■ **Work instruction**: From the line that contains "Target: woman's foot" to the last line of the records below, copy everything exactly, both ends included.

■ **Given data**:
^^^^

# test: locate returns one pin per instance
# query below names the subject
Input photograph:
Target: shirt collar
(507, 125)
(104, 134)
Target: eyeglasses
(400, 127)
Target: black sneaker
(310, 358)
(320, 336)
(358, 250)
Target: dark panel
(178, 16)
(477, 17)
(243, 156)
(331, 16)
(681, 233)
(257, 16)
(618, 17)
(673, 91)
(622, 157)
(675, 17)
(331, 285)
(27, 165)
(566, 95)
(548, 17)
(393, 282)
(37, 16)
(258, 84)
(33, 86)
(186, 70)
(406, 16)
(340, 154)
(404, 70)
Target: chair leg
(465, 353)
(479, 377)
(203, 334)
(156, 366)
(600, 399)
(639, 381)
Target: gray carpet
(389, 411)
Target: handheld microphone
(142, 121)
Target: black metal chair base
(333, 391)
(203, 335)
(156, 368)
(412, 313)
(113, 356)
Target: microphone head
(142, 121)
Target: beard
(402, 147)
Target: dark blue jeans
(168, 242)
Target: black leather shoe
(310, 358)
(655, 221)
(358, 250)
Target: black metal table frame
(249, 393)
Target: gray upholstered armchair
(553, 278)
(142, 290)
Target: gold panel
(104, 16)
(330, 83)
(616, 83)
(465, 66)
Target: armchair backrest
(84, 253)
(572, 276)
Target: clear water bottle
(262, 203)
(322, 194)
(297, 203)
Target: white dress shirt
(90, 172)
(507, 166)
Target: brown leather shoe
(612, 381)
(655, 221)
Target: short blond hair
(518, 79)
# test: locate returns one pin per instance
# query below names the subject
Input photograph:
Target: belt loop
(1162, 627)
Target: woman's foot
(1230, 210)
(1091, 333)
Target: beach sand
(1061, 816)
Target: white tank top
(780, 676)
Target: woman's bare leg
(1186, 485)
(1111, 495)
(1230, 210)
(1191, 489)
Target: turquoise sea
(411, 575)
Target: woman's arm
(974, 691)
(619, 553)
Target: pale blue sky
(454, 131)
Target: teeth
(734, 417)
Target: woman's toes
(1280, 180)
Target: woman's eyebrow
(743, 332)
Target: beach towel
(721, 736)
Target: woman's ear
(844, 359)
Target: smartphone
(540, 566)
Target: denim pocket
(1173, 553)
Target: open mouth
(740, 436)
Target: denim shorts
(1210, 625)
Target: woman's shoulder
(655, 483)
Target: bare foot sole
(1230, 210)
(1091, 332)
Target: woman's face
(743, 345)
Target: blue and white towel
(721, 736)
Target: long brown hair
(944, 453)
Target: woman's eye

^^^^

■ **Task response**:
Target: woman's foot
(1230, 210)
(1091, 333)
Target: beach sand
(1061, 816)
Target: white tank top
(780, 676)
Target: woman's bare leg
(1186, 485)
(1111, 495)
(1230, 210)
(1191, 489)
Target: turquoise sea
(411, 575)
Target: woman's arm
(974, 691)
(619, 553)
Target: pale blue sky
(454, 131)
Target: teeth
(734, 417)
Target: woman's toes
(1280, 180)
Target: woman's eyebrow
(743, 332)
Target: beach towel
(721, 736)
Target: woman's ear
(844, 359)
Target: smartphone
(540, 566)
Target: denim pocket
(1173, 553)
Target: open mouth
(740, 436)
Target: denim shorts
(1210, 625)
Target: woman's shoulder
(655, 483)
Target: bare foot sole
(1230, 210)
(1091, 332)
Target: woman's face
(743, 345)
Target: blue and white towel
(721, 736)
Target: long brown hair
(944, 453)
Target: woman's eye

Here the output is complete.